What to work on: Search the material for the string "target", then return every line where it is found.

Material shown:
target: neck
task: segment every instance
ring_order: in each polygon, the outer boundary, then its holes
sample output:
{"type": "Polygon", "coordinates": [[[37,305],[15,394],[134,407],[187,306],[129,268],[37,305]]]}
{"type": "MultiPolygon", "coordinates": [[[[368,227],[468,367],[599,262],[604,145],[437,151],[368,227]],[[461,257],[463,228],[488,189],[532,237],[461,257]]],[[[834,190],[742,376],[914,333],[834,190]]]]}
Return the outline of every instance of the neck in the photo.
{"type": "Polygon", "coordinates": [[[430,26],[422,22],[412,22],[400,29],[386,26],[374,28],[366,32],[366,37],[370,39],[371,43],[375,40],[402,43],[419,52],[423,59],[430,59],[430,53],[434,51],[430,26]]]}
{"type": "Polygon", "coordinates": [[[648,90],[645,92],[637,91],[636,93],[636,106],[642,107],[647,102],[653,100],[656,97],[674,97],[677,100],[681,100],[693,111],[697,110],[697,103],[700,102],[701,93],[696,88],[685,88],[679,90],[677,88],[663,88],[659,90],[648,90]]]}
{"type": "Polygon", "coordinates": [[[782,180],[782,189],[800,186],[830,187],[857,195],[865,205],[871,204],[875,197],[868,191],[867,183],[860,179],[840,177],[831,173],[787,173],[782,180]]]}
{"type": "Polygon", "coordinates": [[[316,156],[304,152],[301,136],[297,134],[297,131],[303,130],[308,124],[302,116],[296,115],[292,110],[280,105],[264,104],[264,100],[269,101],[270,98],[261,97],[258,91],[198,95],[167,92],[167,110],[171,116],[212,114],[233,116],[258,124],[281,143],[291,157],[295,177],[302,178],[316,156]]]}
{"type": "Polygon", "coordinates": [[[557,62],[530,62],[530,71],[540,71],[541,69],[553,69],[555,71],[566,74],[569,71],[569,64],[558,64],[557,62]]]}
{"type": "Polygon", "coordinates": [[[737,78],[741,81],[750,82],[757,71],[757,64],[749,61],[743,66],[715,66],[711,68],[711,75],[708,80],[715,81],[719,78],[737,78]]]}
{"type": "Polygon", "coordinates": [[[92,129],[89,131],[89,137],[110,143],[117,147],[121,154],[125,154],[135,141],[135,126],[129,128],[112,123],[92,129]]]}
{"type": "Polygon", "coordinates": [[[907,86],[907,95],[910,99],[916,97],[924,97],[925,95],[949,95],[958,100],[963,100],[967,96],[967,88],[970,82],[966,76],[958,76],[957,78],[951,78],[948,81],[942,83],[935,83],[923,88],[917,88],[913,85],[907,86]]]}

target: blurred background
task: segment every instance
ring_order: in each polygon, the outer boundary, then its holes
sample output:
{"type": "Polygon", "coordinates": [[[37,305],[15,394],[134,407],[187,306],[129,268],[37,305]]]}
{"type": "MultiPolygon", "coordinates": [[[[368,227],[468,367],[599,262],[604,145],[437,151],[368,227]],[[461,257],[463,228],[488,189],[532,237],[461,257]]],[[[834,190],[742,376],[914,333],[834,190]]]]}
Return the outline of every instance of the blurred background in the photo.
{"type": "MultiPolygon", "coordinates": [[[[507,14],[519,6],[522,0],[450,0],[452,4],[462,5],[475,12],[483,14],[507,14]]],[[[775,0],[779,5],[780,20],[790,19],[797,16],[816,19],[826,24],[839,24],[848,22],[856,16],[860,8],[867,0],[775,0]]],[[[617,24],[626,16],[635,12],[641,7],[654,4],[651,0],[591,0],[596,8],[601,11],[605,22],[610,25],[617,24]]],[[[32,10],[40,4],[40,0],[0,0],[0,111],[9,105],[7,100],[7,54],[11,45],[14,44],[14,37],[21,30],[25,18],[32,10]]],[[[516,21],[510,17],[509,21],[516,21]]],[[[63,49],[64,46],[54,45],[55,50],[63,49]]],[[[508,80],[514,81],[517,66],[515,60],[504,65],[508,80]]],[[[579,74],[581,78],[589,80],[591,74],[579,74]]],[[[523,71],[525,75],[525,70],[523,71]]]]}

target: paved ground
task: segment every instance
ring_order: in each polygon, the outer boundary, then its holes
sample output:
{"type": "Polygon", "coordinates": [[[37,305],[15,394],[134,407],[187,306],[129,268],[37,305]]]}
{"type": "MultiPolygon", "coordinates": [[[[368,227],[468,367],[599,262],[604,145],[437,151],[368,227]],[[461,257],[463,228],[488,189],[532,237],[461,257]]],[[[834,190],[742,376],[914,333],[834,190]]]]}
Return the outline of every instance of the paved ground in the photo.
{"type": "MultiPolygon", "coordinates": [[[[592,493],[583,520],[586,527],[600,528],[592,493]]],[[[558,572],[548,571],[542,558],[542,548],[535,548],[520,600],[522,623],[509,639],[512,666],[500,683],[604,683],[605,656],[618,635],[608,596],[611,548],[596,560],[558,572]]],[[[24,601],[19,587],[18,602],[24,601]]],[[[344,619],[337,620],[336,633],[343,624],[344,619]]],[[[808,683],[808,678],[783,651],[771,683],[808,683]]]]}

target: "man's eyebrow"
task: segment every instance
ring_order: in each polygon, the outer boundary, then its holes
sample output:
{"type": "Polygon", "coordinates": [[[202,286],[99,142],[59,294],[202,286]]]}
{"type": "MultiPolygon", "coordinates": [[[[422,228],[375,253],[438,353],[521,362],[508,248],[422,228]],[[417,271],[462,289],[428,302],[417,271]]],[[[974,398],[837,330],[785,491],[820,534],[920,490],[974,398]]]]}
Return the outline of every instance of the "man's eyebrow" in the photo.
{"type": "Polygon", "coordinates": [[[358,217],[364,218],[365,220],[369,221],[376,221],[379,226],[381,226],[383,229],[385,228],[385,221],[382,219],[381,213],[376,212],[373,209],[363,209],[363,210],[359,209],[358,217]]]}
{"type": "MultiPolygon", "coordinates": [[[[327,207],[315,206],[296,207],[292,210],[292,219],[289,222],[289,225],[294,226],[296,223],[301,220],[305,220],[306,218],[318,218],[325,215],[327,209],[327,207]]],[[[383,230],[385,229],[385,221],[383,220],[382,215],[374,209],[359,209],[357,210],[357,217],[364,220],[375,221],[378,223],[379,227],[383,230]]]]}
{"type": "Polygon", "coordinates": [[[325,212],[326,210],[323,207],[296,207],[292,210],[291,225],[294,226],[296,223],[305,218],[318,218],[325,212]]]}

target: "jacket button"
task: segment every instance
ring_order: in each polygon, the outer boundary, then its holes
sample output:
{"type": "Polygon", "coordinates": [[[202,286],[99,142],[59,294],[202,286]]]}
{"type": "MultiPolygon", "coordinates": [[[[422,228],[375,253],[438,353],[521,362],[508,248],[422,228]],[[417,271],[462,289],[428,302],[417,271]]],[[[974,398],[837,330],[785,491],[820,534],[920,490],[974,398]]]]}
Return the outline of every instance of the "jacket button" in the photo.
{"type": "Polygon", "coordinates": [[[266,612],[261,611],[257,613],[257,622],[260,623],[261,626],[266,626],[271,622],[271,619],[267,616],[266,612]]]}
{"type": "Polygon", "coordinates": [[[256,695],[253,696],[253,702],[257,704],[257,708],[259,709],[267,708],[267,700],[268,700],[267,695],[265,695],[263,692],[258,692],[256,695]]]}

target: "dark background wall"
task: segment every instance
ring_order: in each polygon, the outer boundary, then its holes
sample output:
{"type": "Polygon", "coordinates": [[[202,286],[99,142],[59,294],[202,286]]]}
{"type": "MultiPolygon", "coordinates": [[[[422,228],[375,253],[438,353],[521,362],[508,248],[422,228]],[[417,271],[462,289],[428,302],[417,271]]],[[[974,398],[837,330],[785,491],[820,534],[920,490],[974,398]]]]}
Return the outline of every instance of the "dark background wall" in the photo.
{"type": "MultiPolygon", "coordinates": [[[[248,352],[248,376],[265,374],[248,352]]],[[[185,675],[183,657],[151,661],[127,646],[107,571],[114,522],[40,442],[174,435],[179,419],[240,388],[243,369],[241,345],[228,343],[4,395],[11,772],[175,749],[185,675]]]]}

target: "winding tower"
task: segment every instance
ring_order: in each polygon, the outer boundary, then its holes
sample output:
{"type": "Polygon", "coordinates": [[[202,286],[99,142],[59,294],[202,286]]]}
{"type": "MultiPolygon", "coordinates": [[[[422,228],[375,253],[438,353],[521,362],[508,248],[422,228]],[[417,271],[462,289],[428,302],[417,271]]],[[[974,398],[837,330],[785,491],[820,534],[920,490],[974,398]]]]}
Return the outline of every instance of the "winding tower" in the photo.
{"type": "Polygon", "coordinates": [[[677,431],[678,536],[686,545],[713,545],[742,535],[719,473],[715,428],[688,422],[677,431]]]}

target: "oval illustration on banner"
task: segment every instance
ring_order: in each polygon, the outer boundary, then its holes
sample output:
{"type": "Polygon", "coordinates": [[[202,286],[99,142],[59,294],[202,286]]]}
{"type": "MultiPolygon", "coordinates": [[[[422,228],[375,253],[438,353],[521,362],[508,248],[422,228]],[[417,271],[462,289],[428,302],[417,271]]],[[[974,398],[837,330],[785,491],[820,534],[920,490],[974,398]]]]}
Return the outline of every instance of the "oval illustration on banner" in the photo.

Completed exercise:
target: neck
target: blurred background
target: paved ground
target: "man's eyebrow"
target: "jacket button"
target: "dark background wall"
target: "winding tower"
target: "oval illustration on banner"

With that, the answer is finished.